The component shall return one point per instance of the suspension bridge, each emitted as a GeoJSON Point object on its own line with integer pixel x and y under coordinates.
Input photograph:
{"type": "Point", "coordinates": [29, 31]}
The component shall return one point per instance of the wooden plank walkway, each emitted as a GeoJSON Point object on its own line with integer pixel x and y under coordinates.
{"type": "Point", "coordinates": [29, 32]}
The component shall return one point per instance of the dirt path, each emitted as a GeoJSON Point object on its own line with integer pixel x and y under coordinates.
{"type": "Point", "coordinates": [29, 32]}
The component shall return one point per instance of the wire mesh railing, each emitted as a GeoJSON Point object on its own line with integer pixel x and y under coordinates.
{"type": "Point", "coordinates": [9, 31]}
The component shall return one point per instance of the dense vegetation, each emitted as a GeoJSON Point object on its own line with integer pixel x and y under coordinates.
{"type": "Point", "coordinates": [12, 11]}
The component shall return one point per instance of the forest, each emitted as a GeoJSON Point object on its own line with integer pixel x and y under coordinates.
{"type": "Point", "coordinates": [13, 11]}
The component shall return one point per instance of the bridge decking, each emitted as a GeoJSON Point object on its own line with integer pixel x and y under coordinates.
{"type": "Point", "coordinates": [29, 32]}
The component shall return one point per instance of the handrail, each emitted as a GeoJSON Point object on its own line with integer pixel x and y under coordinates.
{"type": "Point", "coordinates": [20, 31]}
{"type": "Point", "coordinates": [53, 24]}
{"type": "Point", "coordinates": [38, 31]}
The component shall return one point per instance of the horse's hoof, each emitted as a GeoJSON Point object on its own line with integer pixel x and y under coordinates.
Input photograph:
***
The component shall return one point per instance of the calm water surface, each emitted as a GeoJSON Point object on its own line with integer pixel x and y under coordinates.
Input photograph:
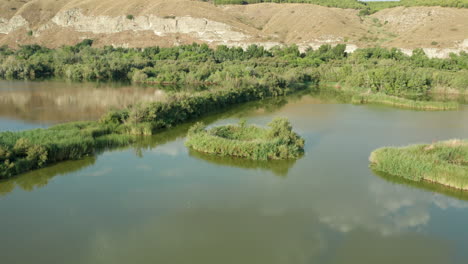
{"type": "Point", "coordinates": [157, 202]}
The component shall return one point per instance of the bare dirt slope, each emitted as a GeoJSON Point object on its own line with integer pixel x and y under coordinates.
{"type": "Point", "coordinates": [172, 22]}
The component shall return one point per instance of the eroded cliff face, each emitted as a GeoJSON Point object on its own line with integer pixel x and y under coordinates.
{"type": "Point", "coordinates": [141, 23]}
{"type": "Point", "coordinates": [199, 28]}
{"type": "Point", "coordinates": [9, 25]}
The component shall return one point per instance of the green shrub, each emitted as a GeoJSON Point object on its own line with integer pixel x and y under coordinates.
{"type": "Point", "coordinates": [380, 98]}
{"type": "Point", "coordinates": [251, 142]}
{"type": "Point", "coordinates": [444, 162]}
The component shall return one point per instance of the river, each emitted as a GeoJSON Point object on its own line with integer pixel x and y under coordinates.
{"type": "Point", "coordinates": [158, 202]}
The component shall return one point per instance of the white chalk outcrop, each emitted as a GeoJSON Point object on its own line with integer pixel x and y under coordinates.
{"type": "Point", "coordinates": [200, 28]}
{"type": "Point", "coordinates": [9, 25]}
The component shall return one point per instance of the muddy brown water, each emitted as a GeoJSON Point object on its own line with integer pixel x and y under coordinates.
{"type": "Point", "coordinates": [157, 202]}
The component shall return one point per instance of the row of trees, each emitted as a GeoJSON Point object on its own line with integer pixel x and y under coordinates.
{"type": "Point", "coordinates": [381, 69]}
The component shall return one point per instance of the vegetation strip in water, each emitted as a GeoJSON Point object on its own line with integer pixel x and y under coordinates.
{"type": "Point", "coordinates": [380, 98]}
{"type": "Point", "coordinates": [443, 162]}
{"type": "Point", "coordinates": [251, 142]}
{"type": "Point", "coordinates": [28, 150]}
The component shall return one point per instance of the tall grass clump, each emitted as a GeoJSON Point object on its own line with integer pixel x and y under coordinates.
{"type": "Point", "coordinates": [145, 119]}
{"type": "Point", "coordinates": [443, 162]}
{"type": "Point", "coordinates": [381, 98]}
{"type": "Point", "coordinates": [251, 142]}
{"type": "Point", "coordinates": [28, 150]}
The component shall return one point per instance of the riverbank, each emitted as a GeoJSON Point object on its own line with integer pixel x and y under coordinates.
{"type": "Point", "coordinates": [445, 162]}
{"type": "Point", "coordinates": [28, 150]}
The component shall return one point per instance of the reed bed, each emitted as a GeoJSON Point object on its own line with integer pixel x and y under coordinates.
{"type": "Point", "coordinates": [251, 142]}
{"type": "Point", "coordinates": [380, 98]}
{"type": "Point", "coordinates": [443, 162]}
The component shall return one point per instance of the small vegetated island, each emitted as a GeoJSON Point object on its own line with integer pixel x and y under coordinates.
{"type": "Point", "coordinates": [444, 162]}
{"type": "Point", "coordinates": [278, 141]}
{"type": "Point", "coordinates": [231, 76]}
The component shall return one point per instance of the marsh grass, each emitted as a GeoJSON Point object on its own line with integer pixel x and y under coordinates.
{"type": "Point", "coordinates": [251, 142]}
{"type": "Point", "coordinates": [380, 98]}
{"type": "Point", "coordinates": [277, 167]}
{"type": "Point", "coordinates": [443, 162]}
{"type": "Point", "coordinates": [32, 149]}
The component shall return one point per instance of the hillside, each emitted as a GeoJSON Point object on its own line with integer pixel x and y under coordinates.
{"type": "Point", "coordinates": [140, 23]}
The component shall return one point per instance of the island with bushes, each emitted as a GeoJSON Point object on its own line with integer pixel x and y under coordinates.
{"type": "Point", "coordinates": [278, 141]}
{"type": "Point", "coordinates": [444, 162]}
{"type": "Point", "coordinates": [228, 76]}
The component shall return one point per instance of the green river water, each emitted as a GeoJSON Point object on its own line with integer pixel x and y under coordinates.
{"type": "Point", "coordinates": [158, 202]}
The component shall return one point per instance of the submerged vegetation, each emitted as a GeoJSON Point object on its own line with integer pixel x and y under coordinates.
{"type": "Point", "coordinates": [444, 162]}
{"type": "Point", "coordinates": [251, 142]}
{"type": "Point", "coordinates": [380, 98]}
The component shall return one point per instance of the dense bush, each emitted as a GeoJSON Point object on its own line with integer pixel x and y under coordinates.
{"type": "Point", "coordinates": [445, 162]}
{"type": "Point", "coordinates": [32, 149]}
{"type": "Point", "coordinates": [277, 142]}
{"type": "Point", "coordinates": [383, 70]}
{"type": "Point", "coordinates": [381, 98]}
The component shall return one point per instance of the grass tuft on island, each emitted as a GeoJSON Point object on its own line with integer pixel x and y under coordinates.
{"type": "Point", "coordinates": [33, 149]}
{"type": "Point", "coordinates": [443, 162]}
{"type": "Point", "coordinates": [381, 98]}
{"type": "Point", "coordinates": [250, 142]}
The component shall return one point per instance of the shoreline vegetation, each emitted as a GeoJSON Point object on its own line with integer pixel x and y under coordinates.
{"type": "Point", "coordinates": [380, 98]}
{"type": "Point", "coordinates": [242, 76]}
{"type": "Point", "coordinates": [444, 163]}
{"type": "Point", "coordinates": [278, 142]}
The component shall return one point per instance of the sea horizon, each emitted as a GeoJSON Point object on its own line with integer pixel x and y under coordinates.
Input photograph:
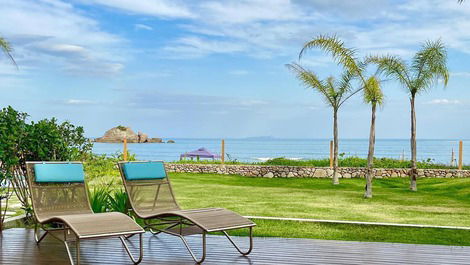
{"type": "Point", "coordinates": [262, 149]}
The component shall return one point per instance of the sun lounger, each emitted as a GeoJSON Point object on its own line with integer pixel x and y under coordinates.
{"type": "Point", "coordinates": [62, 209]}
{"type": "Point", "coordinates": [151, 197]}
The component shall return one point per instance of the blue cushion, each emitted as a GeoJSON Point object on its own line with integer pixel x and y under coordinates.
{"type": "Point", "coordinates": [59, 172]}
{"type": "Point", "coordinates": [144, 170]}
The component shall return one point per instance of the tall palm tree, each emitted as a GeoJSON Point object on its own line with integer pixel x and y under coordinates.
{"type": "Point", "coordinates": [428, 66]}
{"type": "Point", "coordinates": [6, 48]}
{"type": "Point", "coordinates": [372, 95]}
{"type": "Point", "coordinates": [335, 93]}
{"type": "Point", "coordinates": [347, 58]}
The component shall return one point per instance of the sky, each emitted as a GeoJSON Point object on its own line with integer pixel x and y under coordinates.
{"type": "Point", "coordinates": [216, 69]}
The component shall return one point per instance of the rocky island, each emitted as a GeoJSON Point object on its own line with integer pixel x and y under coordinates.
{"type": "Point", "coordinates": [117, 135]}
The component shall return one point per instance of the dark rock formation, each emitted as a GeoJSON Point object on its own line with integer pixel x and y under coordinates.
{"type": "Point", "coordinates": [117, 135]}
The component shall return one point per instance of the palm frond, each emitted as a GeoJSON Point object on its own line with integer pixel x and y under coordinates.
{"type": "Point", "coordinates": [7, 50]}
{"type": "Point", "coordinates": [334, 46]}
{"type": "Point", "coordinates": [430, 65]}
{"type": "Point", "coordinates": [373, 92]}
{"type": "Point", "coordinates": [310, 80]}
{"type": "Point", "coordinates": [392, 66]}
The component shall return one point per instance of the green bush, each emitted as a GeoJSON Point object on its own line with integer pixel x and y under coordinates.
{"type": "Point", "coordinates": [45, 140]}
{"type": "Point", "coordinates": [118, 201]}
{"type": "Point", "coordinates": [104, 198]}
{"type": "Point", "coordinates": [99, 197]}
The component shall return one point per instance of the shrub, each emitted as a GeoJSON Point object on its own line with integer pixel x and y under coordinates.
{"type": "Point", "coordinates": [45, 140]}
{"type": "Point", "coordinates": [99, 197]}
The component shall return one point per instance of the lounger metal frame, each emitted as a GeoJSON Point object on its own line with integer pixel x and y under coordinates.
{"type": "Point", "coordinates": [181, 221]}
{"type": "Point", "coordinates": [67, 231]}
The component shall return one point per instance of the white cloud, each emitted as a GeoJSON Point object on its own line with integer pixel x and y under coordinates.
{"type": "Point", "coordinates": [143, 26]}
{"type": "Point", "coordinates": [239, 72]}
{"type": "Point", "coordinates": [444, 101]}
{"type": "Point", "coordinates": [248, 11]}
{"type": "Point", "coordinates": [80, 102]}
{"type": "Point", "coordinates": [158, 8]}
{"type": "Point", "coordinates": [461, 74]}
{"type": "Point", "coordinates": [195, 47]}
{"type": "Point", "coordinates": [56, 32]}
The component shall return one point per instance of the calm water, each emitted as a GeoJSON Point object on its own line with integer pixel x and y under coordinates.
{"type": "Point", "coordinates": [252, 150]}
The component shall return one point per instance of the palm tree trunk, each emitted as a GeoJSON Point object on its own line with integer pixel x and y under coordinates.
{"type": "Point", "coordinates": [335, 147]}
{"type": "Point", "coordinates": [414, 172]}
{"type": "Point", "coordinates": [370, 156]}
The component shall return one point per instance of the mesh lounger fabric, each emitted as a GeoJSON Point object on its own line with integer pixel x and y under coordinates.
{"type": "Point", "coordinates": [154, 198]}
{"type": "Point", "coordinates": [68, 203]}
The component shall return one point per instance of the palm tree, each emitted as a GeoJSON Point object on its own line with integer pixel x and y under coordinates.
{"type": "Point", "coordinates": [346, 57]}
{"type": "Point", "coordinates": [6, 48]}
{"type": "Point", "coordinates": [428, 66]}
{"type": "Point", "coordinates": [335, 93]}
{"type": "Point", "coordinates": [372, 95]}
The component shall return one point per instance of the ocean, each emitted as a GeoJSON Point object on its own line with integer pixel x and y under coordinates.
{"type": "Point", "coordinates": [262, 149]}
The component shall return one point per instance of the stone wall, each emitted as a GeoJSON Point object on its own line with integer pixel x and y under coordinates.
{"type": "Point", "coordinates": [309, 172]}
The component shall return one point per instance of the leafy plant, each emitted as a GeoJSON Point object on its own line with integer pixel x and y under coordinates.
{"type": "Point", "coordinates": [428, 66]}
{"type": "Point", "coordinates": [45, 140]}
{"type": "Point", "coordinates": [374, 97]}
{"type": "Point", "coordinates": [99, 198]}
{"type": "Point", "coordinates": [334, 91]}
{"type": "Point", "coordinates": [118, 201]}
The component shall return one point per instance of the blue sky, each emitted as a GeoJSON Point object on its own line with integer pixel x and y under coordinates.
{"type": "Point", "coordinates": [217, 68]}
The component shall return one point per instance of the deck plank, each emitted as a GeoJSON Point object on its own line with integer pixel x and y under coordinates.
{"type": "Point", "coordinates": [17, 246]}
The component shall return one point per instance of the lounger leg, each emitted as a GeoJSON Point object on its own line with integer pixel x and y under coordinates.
***
■ **Stated problem**:
Print the lines of the listing above without changing anything, starting at the line that contains "The component shall return one point per instance of the deck" and ending at the line that contains "lounger leg, each", including both of those lines.

■ **Correct response**:
The component shall return one point per instance of the deck plank, each emitted as a GeoJSON Point object on its own line with integer pixel x and y under coordinates.
{"type": "Point", "coordinates": [17, 246]}
The component shall return one point per instance of the lounger leg, each emitted as a GeoJSON Point object on its own line with integer pixel x and y under coordinates.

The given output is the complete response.